# Thailand, Phuket



## Swissfish (8. September 2015)

Guten Tag Gemeinde
 Ich fahre Anfangs November für 2 Wochen nach Phuket. Da es sich dabei bekanntermassen um eine Insel handelt und diese auch noch von fischreichen Gewässern umgeben sein soll, möchte ich meiner Lieblingsbeschäftigung nachgehen. Wer hat Erfahrung mit Meeresangeln in Thailand und auf Phuket im Speziellen?
 Besten Dank für eure Unterstützung und Petri.
 Swissfish


----------



## captn-ahab (8. September 2015)

*AW: Thailand, Phuket*

Hi,

ich war 2011 auf der Insel, wunderschön und wärmstens zu empfehlen. Für angeln hatte ich keine Zeit, habe aber einige Hinweise darauf gesehen.
Red-Snapper etc kann man wohl ganz gut im Meer fangen und es gibt Paylakes mit Snakeheads. Das klangt ziemlich interessant, da auch nicht mit nem FoPu vergleichbar.


----------



## HeinBlöd (8. September 2015)

*AW: Thailand, Phuket*

Swissfish,

vielleicht wirst Du hier geholfen ?

http://fishinginphuket.com/


----------



## chef (9. September 2015)

*AW: Thailand, Phuket*

http://www.anglerboard.de/board/showthread.php?t=281908


----------



## Fischkunst Extrem (18. September 2015)

*AW: Thailand, Phuket*

Mein erster Beitrag.

Für das Big Blue Fischen in Thailand benötigst du ein relativ schnelles Boot.
So ist auch schon mal sicher das nur Big Blue und Barrakudas dran gehen.

Am besten eigenen sich sehr lange Wobbler / Jerks 20-30 CM welche nicht zu tief geführt werden. Das Wasser ist dort meist sehr klar und die Fische hören auch sehr gut. Ectl noch ein Spinnerplättchen 15 cm. vorsetzen, das macht noch mehr Sound. (Vorher aber testen ob es auch alles gut im Wasser "läuft".  Den #Käder dann maximal 100 - 200 Meter rauslassen.

● ● ● ●

Zu erledigende Aufgaben:
[A] Wie lang sollen die Wobbler oder Jerks für das Big-Blue-Fischen laut dem Forumsthread zum Angeln auf Phuket sein?
[B] Führe den Forumsthread zum Angeln auf Phuket nach seinem letzten Satz weiter.
Die anschließenden Daten stehen in keinem Zusammenhang mit dem Forumsthread zum Angeln auf Phuket.

Auszug aus Daten:

● ● ● ●

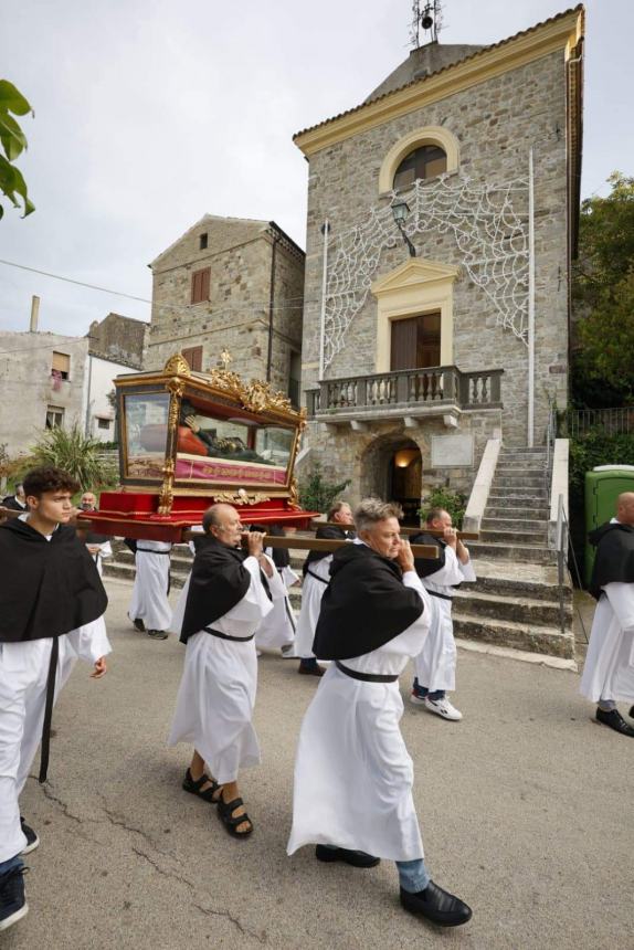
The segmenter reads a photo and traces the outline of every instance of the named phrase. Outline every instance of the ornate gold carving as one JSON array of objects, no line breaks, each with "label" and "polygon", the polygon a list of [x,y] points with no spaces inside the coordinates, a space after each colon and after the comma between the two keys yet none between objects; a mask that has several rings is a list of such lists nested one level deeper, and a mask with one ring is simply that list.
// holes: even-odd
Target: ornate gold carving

● ● ● ●

Antworten je Aufgabe:
[A] Sie sollen 20 bis 30 Zentimeter lang sein.

[B]
Wichtig sind am Köder einige Ansgthacken.
Gerade diese Zielfische kommen von unten und leicht seitlich, beissen meistens immer in den Kopf des Köders.
Eigentlich alle meiner Baracudas in diesem Gebiet waren aussen am Maul gehackt. Nur der Big Blue schnappt schon mal richtig zu.

Vorteilhaft ist es auch wenn du dich mit 2-3 Leuten zusammen tust udn dich von so nen kleinen "Piratenboot" (Sehen so aus) zu ner coolen Insel zum Baden bringen lässt. So kannste hin und zurück paar Stunden cool fischen, siehst einige Inseln und kannst auch noch ne Stunde oder zwei geil Baden gehen. 
Bei uns hat es meist keine 20- 30  Minuten gedauert bis wieder einer eingestiegen ist. Das ermüdet auch sehr.

Vorteilhaft erwies sich auch eine Stationär Wallerrute mit dicker Mono, dabei zu haben. Wenn man etwas zum ermüden kommt dann ist dich schon um einiges "fauler" zu fischen als die Dicke Boots-Multi.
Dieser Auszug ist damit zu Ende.